▼
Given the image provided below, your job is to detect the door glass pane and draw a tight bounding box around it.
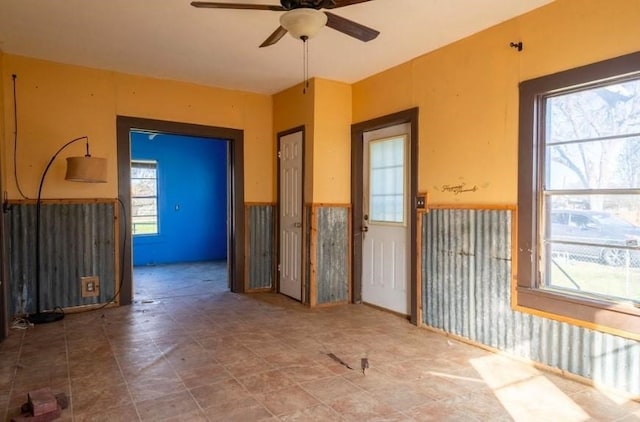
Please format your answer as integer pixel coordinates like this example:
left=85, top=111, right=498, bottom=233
left=369, top=136, right=405, bottom=223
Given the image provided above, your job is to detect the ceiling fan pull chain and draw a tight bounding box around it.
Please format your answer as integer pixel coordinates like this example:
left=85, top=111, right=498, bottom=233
left=306, top=38, right=310, bottom=90
left=302, top=36, right=309, bottom=94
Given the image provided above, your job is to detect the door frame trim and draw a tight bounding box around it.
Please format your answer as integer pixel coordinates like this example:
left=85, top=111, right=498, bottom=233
left=351, top=108, right=419, bottom=324
left=116, top=116, right=245, bottom=303
left=0, top=197, right=6, bottom=340
left=276, top=126, right=305, bottom=302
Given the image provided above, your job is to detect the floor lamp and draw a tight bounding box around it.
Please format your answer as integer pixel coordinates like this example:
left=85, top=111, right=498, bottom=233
left=28, top=136, right=107, bottom=324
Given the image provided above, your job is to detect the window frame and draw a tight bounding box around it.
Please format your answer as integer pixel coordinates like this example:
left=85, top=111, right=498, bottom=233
left=131, top=159, right=159, bottom=236
left=517, top=51, right=640, bottom=339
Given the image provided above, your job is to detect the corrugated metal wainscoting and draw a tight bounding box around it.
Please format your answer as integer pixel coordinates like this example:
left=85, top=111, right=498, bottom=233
left=423, top=208, right=640, bottom=396
left=246, top=204, right=274, bottom=291
left=5, top=201, right=117, bottom=317
left=313, top=206, right=349, bottom=305
left=304, top=206, right=312, bottom=304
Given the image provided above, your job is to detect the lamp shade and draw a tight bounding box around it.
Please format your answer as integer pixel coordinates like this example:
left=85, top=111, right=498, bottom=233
left=280, top=8, right=327, bottom=40
left=65, top=156, right=107, bottom=183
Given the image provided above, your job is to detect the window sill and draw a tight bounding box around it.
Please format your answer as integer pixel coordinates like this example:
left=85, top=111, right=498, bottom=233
left=515, top=287, right=640, bottom=340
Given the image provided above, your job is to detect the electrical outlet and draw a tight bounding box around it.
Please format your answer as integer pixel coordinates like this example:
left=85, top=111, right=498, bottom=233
left=415, top=196, right=426, bottom=209
left=81, top=276, right=100, bottom=298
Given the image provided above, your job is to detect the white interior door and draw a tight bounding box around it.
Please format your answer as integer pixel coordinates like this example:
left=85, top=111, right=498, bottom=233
left=362, top=124, right=410, bottom=315
left=279, top=131, right=303, bottom=300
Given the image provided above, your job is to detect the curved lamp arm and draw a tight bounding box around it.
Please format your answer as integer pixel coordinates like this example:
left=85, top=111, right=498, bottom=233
left=36, top=136, right=89, bottom=202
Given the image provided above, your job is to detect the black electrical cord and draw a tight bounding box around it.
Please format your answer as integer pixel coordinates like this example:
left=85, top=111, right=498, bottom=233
left=12, top=74, right=29, bottom=199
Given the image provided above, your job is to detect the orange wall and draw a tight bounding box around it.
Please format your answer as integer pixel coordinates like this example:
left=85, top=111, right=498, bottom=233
left=0, top=54, right=273, bottom=202
left=313, top=79, right=351, bottom=204
left=353, top=0, right=640, bottom=205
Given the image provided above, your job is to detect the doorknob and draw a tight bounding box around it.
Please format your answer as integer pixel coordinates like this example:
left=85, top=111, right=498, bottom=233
left=360, top=225, right=368, bottom=241
left=294, top=222, right=302, bottom=228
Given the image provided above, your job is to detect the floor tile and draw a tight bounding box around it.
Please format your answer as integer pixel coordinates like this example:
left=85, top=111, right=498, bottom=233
left=73, top=403, right=140, bottom=422
left=176, top=361, right=231, bottom=389
left=301, top=375, right=361, bottom=403
left=254, top=384, right=321, bottom=416
left=201, top=396, right=274, bottom=422
left=237, top=369, right=298, bottom=394
left=135, top=390, right=198, bottom=421
left=328, top=390, right=399, bottom=422
left=71, top=382, right=133, bottom=415
left=223, top=355, right=274, bottom=378
left=128, top=377, right=187, bottom=403
left=190, top=378, right=249, bottom=410
left=279, top=403, right=344, bottom=421
left=369, top=383, right=436, bottom=412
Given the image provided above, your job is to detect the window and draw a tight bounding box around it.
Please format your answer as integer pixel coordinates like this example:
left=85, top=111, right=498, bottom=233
left=369, top=136, right=406, bottom=224
left=517, top=51, right=640, bottom=337
left=131, top=160, right=159, bottom=235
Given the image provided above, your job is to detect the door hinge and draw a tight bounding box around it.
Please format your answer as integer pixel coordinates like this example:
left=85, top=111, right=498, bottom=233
left=277, top=151, right=281, bottom=159
left=277, top=264, right=281, bottom=272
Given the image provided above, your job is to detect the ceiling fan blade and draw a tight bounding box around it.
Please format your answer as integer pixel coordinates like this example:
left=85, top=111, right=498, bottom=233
left=190, top=2, right=285, bottom=11
left=324, top=11, right=379, bottom=42
left=260, top=26, right=288, bottom=48
left=322, top=0, right=372, bottom=9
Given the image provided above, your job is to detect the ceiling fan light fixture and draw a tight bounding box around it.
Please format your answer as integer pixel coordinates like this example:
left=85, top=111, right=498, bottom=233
left=280, top=8, right=327, bottom=40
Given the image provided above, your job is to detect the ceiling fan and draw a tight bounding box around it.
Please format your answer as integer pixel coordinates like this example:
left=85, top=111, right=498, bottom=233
left=191, top=0, right=380, bottom=47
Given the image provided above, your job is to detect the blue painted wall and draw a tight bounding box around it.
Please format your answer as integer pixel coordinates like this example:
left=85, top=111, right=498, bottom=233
left=131, top=131, right=228, bottom=266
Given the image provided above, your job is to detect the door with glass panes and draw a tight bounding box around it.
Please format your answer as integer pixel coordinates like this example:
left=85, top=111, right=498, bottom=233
left=361, top=123, right=410, bottom=315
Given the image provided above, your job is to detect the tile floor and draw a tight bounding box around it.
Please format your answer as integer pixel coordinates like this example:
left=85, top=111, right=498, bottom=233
left=1, top=261, right=639, bottom=421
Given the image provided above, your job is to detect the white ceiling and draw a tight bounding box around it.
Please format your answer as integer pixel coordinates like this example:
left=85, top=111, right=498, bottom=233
left=0, top=0, right=553, bottom=95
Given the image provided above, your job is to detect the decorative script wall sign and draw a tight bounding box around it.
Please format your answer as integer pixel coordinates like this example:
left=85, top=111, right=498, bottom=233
left=441, top=183, right=479, bottom=195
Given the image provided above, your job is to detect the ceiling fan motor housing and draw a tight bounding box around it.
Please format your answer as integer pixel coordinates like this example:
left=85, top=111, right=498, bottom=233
left=280, top=8, right=328, bottom=39
left=280, top=0, right=335, bottom=10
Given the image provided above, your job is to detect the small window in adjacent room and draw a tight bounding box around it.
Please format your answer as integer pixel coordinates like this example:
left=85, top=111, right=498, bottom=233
left=131, top=160, right=159, bottom=236
left=517, top=51, right=640, bottom=337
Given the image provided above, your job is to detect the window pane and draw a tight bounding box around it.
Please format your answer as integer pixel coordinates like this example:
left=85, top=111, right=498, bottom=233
left=543, top=194, right=640, bottom=303
left=132, top=216, right=158, bottom=235
left=546, top=79, right=640, bottom=144
left=369, top=137, right=405, bottom=223
left=132, top=197, right=157, bottom=217
left=131, top=178, right=157, bottom=196
left=131, top=162, right=157, bottom=179
left=371, top=167, right=403, bottom=195
left=546, top=136, right=640, bottom=190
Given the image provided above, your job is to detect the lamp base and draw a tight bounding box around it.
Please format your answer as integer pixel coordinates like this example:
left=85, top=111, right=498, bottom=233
left=28, top=311, right=65, bottom=325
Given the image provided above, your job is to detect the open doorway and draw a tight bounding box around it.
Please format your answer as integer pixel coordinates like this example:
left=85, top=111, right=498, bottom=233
left=116, top=117, right=245, bottom=306
left=129, top=131, right=229, bottom=301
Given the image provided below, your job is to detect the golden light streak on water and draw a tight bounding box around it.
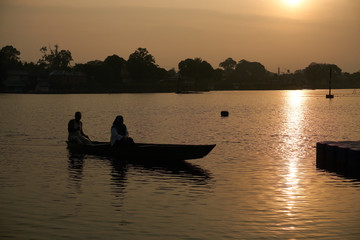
▲
Scan the material for "glass" and copy the lines that hold it.

**Task output:**
Given the image provided below, your job is to detect the door glass pane and draw a tight bounding box around it.
Given the image provided above, your job is to detect the door with glass panes and draw a tight bounding box around it.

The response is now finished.